— VOTRE CONSIGNE —
Pouvez-vous résumer en deux phrases le texte présenté sur le trafic de drogue pendant la pandémie ?

— TEXTE PRÉSENTÉ —
===

Les trafiquants se révèlent des gestionnaires de crise avisés : malgré le ralentissement de l’activité, les difficultés de transports et d’approvisionnement, les cartels exploitent de nouveaux circuits et débouchés. Un baron de la drogue arrêté en Bolivie lors d’un simple contrôle de routine dans le cadre des mesures de confinement, le prix de vente de la cocaïne en baisse au Pérou, le sachet de cannabis en hausse à Paris et New York, une diminution de l’offre d’héroïne en Europe, dans le Sud-Ouest asiatique et en Amérique du Nord : les mesures prises par les autorités pour contenir la pandémie due au nouveau coronavirus ont provoqué une onde de choc sans précédent sur l’ensemble des marchés illicites de la drogue de par le monde, de la production à la consommation en passant par le trafic.
Dans un court rapport de l’Office des Nations unies contre les drogues et le crime (UNODC), daté de mai, on apprend que de nombreux pays ont fait état d’une pénurie globale de nombreux types de stupéfiants à la vente au détail. Le document relève une augmentation substantielle des prix selon les régions, des réductions de pureté aussi, incitant les consommateurs à changer de drogue (de l’héroïne aux opioïdes synthétiques, par exemple) et à recourir plus fréquemment aux traitements médicamenteux. En Italie et en Asie centrale, les saisies de drogue ont baissé. En Afghanistan, la fermeture des frontières, en pleine période de récolte du pavot, entre mars et juin, fait, elle, craindreun risque croissant d’overdoses à travers le monde en raison des produits de coupes utilisés par les revendeurs pour pallier la pénurie.
La liste des bouleversements est longue. Elle prend des allures d’inventaire à la Prévert en Amérique latine, l’épicentre d’un trafic mondial de drogues estimé entre 426 et 652 milliards de dollars (soit entre 375 et 573 milliards d’euros) par an, selon Global Financial Integrity, un think tank basé à Washington.

===

[Enregistrements issus d'une source de données]
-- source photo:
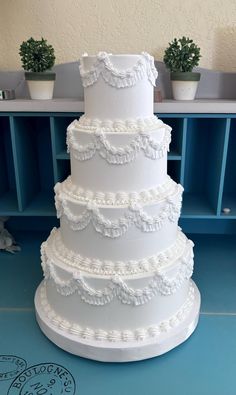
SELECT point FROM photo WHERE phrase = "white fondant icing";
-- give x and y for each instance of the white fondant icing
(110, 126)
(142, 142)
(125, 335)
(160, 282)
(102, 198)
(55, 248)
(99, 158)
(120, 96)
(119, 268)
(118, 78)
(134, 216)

===

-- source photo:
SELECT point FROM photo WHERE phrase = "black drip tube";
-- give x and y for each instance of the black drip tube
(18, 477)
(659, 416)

===

— RÉPONSE ATTENDUE —
Les mesures prises par les autorités pour contenir la pandémie due au nouveau coronavirus ont provoqué une onde de choc sans précédent sur les marchés illicites de la drogue dans le monde, mais les cartels exploitent de nouveaux circuits et débouchés. Selon un rapport de l'UNODC daté de mai, de nombreux pays font état d'une pénurie de stupéfiants à la vente au détail, avec des hausses de prix et des baisses de pureté qui incitent les consommateurs à changer de drogue.